| FRAGMENT TEKSTU |
■ ■ ■ ■ ■ ■ ■
Szwabskie życie
Szwabskie życie
PIOTR JENDROSZCZYK
ZE STUTTGARTU
Helmut Heinzelmann od ćwierć wieku wstaje codziennie rano o czwartej. Mieszka w jednej z wiosek Schwarzwaldu w okazałej willi na zboczu wzgórza, którą nazywa domkiem. W garażu stoi czteroletni mercedes klasy S, ale Helmut rzadko z niego korzysta. Na pewno nie na dojazdy do pracy, siedemdziesiąt kilometrów w jedną stronę. Po pierwsze - dlatego że jest zbyt rozespany, aby prowadzić samochód, po drugie - oszczędza.
Za autobus do fabryki płaci dwa tysiące marek rocznie. Wychodzi dziesięć marek dziennie, mercedes spaliłby co najmniej 14 litrów benzyny za 28 marek dziennie. Oczywiście Helmuta, zarabiającego 4,2 tysiąca netto, czyli znacznie powyżej niemieckiej średniej, byłoby stać na dojazd samochodem. Jego życiową dewizą jest powiedzenie: "z niczego nie ma nic". Dlatego stara się jak może, aby powiększyć swój majątek, gdyż do wcześniejszej emerytury w wieku 55 lat ma zaledwie trzy lata i zamierza jeszcze sporo zaoszczędzić. Pracuje w zakładach DaimlerChrysler w Sindelfingen w pobliżu Stuttgartu. Wpół do szóstej rano jest na stanowisku pracy. Zaczyna pół godziny wcześniej, gdyż odpowiada za przygotowania do porannej zmiany. O trzeciej po południu wsiada do autobusu i wraca do swej wioski. Ma tam dwa...
■ ■ ■ ■ ■ ■ ■
| DANE WEJŚCIOWE |
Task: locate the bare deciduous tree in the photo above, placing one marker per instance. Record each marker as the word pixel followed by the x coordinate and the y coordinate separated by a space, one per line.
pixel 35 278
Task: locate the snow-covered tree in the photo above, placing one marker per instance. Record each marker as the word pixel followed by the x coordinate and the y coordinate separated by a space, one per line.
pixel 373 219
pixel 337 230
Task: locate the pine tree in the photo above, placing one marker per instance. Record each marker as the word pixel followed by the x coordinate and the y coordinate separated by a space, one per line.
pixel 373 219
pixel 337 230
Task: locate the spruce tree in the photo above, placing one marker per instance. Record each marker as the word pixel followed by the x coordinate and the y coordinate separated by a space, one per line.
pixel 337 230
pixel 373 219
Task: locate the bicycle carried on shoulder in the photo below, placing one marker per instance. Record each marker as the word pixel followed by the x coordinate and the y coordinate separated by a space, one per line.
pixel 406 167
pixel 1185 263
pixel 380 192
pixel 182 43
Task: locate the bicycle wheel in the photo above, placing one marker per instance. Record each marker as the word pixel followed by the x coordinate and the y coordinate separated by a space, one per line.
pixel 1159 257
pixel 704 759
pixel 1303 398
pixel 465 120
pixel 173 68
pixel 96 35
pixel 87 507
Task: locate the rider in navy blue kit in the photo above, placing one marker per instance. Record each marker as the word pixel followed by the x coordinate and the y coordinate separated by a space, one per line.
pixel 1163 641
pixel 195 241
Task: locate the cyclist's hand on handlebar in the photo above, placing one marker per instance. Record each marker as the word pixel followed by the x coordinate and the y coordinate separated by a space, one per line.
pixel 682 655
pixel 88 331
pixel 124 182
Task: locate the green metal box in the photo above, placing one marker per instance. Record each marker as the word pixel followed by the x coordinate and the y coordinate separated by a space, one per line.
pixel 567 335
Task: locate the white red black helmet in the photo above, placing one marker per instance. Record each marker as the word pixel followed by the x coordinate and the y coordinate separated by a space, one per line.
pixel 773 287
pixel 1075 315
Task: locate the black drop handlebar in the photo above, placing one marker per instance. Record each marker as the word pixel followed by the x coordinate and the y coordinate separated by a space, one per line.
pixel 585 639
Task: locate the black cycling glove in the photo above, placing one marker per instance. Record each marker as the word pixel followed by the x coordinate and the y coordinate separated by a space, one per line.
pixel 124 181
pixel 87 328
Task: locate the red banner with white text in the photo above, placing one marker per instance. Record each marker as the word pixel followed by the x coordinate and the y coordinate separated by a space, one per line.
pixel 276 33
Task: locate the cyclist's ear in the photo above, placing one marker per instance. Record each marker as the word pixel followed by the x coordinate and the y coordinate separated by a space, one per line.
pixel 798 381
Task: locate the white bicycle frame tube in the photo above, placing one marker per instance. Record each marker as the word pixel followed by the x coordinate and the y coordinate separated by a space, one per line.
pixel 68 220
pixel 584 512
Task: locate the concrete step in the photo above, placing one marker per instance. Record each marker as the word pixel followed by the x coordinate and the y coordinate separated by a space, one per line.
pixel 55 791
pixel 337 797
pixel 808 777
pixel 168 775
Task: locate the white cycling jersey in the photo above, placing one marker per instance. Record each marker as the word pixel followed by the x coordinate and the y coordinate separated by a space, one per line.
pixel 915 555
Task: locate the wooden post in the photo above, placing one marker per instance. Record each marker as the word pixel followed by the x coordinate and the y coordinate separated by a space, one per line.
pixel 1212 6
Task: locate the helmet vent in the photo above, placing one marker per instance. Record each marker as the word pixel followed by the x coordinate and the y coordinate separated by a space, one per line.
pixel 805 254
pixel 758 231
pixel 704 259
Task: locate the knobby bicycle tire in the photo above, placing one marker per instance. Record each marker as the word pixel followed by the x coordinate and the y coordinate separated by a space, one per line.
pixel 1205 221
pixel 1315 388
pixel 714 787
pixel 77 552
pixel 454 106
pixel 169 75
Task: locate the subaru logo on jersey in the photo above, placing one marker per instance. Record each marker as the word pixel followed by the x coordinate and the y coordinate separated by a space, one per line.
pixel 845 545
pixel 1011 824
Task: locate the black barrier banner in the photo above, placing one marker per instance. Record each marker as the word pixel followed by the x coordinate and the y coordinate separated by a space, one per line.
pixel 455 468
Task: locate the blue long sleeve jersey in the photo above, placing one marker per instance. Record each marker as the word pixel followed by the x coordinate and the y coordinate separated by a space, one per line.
■ ■ ■ ■ ■ ■ ■
| ZADANIA DO WYKONANIA |
a: Jakie konkretne godziny w ciągu dnia podaje fragment tekstu? Wymień wszystkie.
b: W jakich zakładach pracuje Helmut Heinzelmann według fragmentu tekstu?
c: Powtórz dokładnie tę część fragmentu tekstu, która zaczyna się od słów "Za autobus do", a kończy na słowach "Ma tam dwa...".

| ODPOWIEDZI |
a: o czwartej (rano), wpół do szóstej rano, o trzeciej po południu

b: W zakładach DaimlerChrysler w Sindelfingen w pobliżu Stuttgartu.

c:
Za autobus do fabryki płaci dwa tysiące marek rocznie. Wychodzi dziesięć marek dziennie, mercedes spaliłby co najmniej 14 litrów benzyny za 28 marek dziennie. Oczywiście Helmuta, zarabiającego 4,2 tysiąca netto, czyli znacznie powyżej niemieckiej średniej, byłoby stać na dojazd samochodem. Jego życiową dewizą jest powiedzenie: "z niczego nie ma nic". Dlatego stara się jak może, aby powiększyć swój majątek, gdyż do wcześniejszej emerytury w wieku 55 lat ma zaledwie trzy lata i zamierza jeszcze sporo zaoszczędzić. Pracuje w zakładach DaimlerChrysler w Sindelfingen w pobliżu Stuttgartu. Wpół do szóstej rano jest na stanowisku pracy. Zaczyna pół godziny wcześniej, gdyż odpowiada za przygotowania do porannej zmiany. O trzeciej po południu wsiada do autobusu i wraca do swej wioski. Ma tam dwa...